*** Begin section ***
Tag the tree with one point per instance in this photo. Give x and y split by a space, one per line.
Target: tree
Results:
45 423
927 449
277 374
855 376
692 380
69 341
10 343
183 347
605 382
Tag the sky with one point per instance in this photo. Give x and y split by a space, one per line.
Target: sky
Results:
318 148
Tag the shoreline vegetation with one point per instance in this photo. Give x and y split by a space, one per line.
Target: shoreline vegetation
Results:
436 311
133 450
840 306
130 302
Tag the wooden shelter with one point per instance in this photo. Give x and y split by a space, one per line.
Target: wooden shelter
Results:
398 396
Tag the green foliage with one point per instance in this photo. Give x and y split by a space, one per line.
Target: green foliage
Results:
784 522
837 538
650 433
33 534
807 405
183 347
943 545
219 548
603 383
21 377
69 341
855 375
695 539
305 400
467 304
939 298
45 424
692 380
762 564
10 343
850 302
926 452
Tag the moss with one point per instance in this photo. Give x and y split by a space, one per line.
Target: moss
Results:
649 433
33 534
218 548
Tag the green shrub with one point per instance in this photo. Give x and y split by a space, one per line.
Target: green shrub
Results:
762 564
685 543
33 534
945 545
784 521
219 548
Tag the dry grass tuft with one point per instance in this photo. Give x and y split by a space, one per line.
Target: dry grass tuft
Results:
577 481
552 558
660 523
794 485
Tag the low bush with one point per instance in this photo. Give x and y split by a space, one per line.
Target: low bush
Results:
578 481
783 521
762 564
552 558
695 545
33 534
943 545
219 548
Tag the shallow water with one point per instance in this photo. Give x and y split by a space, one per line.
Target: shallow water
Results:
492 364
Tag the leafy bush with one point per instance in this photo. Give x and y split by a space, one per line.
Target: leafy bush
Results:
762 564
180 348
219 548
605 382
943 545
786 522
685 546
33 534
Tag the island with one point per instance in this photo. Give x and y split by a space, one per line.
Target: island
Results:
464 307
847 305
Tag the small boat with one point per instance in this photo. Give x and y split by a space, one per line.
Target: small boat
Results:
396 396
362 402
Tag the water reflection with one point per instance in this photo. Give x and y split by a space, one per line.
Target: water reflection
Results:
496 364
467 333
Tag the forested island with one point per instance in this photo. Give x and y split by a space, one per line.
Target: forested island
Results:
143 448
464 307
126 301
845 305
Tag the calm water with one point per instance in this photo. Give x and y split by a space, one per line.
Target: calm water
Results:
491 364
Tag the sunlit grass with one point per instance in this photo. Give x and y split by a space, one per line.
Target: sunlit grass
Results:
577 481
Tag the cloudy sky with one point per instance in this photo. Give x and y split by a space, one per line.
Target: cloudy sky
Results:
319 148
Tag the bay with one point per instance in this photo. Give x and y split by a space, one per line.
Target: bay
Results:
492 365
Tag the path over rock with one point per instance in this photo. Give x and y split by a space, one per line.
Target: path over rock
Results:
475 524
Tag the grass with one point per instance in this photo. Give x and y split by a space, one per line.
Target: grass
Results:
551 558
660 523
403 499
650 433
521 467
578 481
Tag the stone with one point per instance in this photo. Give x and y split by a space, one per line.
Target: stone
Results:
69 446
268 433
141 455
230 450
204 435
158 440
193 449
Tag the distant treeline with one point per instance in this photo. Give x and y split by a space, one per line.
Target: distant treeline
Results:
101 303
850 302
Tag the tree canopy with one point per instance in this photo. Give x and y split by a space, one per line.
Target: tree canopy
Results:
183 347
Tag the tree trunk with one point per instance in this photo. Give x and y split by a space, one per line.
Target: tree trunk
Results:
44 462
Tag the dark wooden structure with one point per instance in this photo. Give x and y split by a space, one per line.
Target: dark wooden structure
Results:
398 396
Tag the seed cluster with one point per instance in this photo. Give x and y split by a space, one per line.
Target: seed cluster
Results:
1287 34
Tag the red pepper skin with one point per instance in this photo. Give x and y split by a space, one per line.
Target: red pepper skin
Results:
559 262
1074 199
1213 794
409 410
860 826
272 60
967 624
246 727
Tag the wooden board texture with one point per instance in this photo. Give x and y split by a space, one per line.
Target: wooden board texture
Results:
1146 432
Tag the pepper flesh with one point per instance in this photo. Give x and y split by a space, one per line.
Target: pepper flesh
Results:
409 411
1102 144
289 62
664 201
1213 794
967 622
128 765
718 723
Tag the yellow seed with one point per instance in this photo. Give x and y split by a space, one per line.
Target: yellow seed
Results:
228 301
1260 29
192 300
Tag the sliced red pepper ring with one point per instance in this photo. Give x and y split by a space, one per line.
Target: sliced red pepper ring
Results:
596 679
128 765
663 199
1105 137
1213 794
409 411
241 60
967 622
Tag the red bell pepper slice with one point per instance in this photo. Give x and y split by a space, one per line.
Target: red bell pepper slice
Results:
*** End section ***
_ASSIGNMENT_: The listing above should be printed again in full, unchanged.

_EXERCISE ANSWER_:
Tag the tree with one point per instance in this photo. Give x and y split by a space, one per line.
Target: tree
Results:
45 423
927 449
277 374
855 376
692 380
69 341
10 343
183 347
605 382
Tag the sky with one point per instance in this photo. Give x and y split by a space, one per line.
Target: sky
Results:
318 148
Tag the shoreline vegetation with one point per instance in this photo. Give x and y split by a space, one per line.
Target: shoreline vegetation
Results:
436 311
133 450
840 306
130 302
Tag the wooden shelter with one point per instance in this photo. Give x and y split by a space, one per line.
Target: wooden shelter
Results:
398 396
Tag the green foliage with one point per instance in this photo. Give x and y split by a space, one per line.
Target: green foliage
Results:
784 522
837 538
650 433
33 534
807 405
183 347
943 545
219 548
603 383
21 377
69 341
855 375
695 539
305 400
467 304
939 298
45 424
692 380
762 564
10 343
850 302
926 452
Tag the moss with one point per instance in this photo. Give x and y split by a space, one per line.
Target: moss
Results:
649 433
33 534
218 548
Tag the green shrub with one point per instance in this photo. Give x and y split by a space, one per line.
Target: green shrub
Results:
762 564
685 543
33 534
945 545
784 521
219 548
Tag the dry grass tuft with one point per instance in this photo. Give x and y split by a space, one per line.
Target: dry grass tuft
Results:
577 481
552 558
660 523
794 485
Tag the low bush with one point per instance in this photo. Give x and y split by a space, one per line.
Target: low bush
Results:
578 481
783 521
762 564
552 558
695 545
33 534
943 545
219 548
Tag the shallow water with one point per instance in this photo. Give x and y split by a space, one per line.
Target: shallow water
Results:
492 364
Tag the leafy bush with one point per instance in this photo. Give x and y split by a space, one per line.
Target: leafy bush
Results:
762 564
180 348
219 548
605 382
943 545
786 522
685 546
33 534
Tag the island with one point per instance in this photo. Give x and y split by a space, one per line.
Target: island
Results:
464 307
847 305
Tag the small boat with one point per instance in this photo. Give x and y split by a space, one per line.
Target: small boat
Results:
396 396
362 402
Tag the water reflection with one point per instance in this photo. Give x and y split by a space, one per line.
Target: water reflection
Results:
496 364
467 333
Tag the forested island with one point per instance in this photo. Give x and y split by a space, one per line.
Target: forested island
Results:
143 448
464 307
126 301
845 305
Tag the calm water with one point per instance in this photo. Give x and y split by a space, one per line.
Target: calm water
Results:
491 364
Tag the sunlit grass with one point per instance in this photo. Give x and y split by a space, one per line.
Target: sunlit grass
Results:
577 481
Tag the cloudy sky with one point per instance in this photo. Give x and y split by a space, one per line.
Target: cloudy sky
Results:
319 148
Tag the bay with one point per instance in this photo. Give x and y split by a space, one per line.
Target: bay
Results:
492 365
Tag the path over rock with one point per instance in this photo. Give x and y split by a space, one per line.
Target: path over rock
Results:
475 524
Tag the grass with one point per instance in this photo. Give x and y split by a space, one per line.
Target: grass
Results:
551 558
660 523
403 499
650 433
521 467
578 481
Tag the stone with one point per instance in this photo. Give x and y split by a space, one per line.
Target: stone
Results:
69 446
268 433
141 455
230 450
204 435
158 440
193 449
Tag the distant treeline with one point per instance in this photo. Give x and y split by a space, one per line.
Target: distant treeline
Results:
101 303
850 302
Tag the tree canopy with one point per instance in this photo. Give x and y split by a space, one per line.
Target: tree canopy
Results:
183 347
Tag the tree trunk with one point per instance in this photo. Give x and y split by a space, one per line.
Target: tree trunk
Results:
44 462
Tag the dark wooden structure with one point per instance in this photo. Give x and y split by a space, one per line.
Target: dark wooden structure
Results:
398 396
Tag the seed cluster with one point per instance in this photo. Give x and y split by a space, one per line.
Target: seed cluster
Results:
1287 34
Tag the red pepper skin with one point per instance in this photo. Give x and y split by a space, one per line.
Target: red pepper skin
Results:
559 262
1074 199
1213 794
409 410
860 826
272 60
967 624
246 727
Tag the wooden board texture with one point per instance in this photo. Give x and y split by a space, one per line.
Target: wooden board texture
Results:
1146 432
Tag the pepper flesh with one point per instance in this photo. Give x and y split by a space, one per line.
Target: pepper flesh
Results:
409 411
1102 144
289 62
664 201
1213 794
967 622
128 765
718 723
Tag the yellow seed with one point per instance in this photo. Give x and y split by a space, one per line.
Target: yellow seed
Results:
228 301
1260 29
192 300
Tag the sliced red pepper ring with one point per instance in this photo. Give x and y split by a space, one per line.
Target: sliced red pepper ring
Results:
596 679
128 765
663 199
1105 137
1213 794
409 411
241 60
967 622
Tag the red bell pepper slice with one point per instance in this photo. Give x and y split by a space, one per line.
Target: red bell pepper slice
Results:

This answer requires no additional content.